__Provided passage__:
________________________________________
For this reason the discussion of Veatch and Bergmann that follows this remark of Bill’s is not to the point.  Indeed, if anything it helps my case.  For Bergmann had no Christian theological ax to grind, and yet he took a position that Bill regards as relevantly analogous to the Thomistic view of the soul we have been discussing.  And that is just further evidence that someone could have purely philosophical reasons for taking that sort of view, and not a mere Christian apologetic motivation for taking it.   

Remember, that is the issue that I have been addressing.  It seems to me that Bill keeps shifting the focus of his arguments between two claims -- the claim that hylemorphic dualism is true, and the claim that hylemorphic dualism can have a purely philosophical, non-apologetic rationale -- and writes as if his objections to the first claim somehow establish the falsity of the second.  But they don’t.  Thus, even if Bill has presented powerful objections to the first claim (though I don’t think he has) that would be irrelevant to the second claim, which is the one at issue.

Hence when Bill concludes his post by saying: 

[Ed] has not given me a reason why I should accept argument A below over argument B: 

Argument A:  The human soul can exist apart from its body; the human soul is the form of the human body; therefore, there are forms that can exist apart from the matter they inform. 

Argument B:  The human soul can exist apart from its body; no form can exist apart from the matter it informs; therefore, the human soul is not the form of the human body. 

the trouble is that I have not been trying to convince Bill to accept argument A over argument B.  Rather, I have been trying to convince him that argument A, no less than argument B, is an argument someone could adopt on purely philosophical grounds, and not merely on Christian apologetic grounds.  And I think I have shown that that much is true.  (For those who are interested, you can find my most detailed discussion and defense of hylemorphic dualism in chapter 4 of Aquinas.)
________________________________________
__Dataset excerpts__:
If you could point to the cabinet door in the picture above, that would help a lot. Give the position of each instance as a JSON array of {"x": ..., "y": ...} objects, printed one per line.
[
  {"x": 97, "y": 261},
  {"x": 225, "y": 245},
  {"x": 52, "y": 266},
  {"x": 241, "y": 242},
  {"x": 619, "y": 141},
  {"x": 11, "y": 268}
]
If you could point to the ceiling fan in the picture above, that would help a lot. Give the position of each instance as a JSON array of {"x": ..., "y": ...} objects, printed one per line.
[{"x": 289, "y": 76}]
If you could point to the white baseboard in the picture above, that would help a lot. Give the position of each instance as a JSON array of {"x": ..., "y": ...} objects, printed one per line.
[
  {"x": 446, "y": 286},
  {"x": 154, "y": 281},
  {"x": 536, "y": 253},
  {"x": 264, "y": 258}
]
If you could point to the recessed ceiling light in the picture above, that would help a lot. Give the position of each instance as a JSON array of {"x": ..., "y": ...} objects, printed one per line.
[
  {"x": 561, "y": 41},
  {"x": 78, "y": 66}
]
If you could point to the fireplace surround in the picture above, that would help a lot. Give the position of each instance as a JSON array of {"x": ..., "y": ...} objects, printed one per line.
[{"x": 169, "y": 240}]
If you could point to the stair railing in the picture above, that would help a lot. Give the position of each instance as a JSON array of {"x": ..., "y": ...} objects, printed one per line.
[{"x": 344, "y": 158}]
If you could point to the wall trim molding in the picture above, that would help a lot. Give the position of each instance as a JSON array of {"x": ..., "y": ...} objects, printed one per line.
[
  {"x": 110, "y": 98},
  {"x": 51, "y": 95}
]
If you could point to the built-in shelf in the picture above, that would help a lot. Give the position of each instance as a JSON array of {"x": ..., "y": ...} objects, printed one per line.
________________________________________
__Brief 1__: Translate this sentence from the passage on hylemorphic dualism into Spanish: "Indeed, if anything it helps my case."
__Brief 2__:
Answer these questions using the passage on hylemorphic dualism:
(a) What kind of ax does the passage say Bergmann had none of to grind?
(b) What is the conclusion of Argument B?
(c) In which chapter of Aquinas does the author point readers to the most detailed discussion and defense of hylemorphic dualism?
__Brief 3__: Repeat word for word the part of the passage on hylemorphic dualism that begins at the words "[Ed] has not" and ends after the words "the human body.".

__Reply 1__: De hecho, en todo caso, favorece mi postura.

__Reply 2__:
(a) A Christian theological ax.
(b) The human soul is not the form of the human body.
(c) Chapter 4.

__Reply 3__:
[Ed] has not given me a reason why I should accept argument A below over argument B: 

Argument A:  The human soul can exist apart from its body; the human soul is the form of the human body; therefore, there are forms that can exist apart from the matter they inform. 

Argument B:  The human soul can exist apart from its body; no form can exist apart from the matter it informs; therefore, the human soul is not the form of the human body.